## Exercise description
All of the data must be output exactly, with every picture left out.

## Data
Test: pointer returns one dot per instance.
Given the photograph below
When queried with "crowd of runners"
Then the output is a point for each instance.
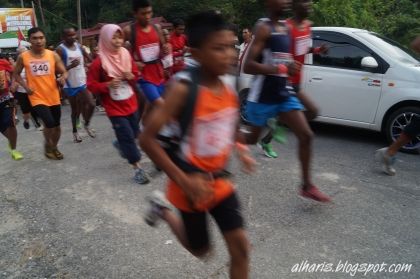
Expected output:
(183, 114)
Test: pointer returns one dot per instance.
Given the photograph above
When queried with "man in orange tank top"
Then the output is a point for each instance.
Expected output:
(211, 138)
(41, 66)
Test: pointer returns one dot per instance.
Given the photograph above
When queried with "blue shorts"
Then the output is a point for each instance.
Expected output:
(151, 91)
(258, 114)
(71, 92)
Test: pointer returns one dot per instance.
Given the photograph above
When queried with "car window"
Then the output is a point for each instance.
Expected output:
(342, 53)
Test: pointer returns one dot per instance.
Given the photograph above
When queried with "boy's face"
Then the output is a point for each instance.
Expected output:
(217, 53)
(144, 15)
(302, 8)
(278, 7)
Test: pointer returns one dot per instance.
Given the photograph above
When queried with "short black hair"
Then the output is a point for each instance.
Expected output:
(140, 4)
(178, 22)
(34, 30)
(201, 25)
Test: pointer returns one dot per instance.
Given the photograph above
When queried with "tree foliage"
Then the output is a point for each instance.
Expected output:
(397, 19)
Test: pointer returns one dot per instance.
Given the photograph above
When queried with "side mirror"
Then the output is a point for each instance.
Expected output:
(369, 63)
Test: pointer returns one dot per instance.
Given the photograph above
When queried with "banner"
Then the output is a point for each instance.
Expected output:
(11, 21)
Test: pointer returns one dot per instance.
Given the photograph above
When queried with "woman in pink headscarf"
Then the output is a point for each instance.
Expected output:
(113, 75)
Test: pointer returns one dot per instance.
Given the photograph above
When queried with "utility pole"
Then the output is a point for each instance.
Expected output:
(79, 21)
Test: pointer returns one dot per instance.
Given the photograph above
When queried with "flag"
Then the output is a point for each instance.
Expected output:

## Exercise answer
Test: pointer returns one dot per instance.
Given the photograph below
When queried with "crowd of runners"
Then the output is a point for each instance.
Expected output:
(183, 114)
Test: pointer returns one dot per instance.
Given the photograph above
When queried with "man in orange tank top"
Then the output is a point for each instance.
Expected output:
(211, 138)
(41, 66)
Test: pointer returns one dot per instance.
Given the photograph above
When queried with "blue shorts"
Then the output is a point for each instance.
Expected output:
(151, 91)
(258, 114)
(71, 92)
Test: pointer returns one dot per instance.
Given the photograph above
When queried with "car window"
Then the output is a point for each instance.
Expected output:
(342, 53)
Test: pointer returns one dot per instance.
Given the photograph above
When queried with "boy's face"
Then the output is a point for each instance.
Expected output:
(217, 53)
(144, 15)
(302, 8)
(278, 7)
Test: pointer returns one dot per instance.
Given the photograph above
When queried with "short black hair"
Then the output is a point for each instance.
Expected output:
(140, 4)
(178, 22)
(34, 30)
(201, 25)
Test: pointer returns one dot per instance.
Given the photograph above
When queried with "tree foliage"
Then the output is a point for each instance.
Expected output:
(397, 19)
Test: pointer returns one dot per instance.
Given the photograph above
When queried with "side mirror"
Then the output is a point for each instance.
Expected output:
(369, 63)
Test: pointer returns one dot per instance.
Given the photograph above
When queried with "banner"
Then the output is a point for each instance.
Expected output:
(11, 21)
Test: pointer returns one dot per instance.
Given the photograph above
When queried with "woman in pink headscarf"
Then the output is a point for each instance.
Expected output:
(113, 75)
Test: pointer returns one dot per instance.
Given the photograph above
When queried with "utility pole"
Then the output is a point for each instance.
Expected output:
(79, 21)
Test: pointer returns one dot per instance.
Given the photograph above
When queried with "flag"
Then the output is a point for each instance.
Expected output:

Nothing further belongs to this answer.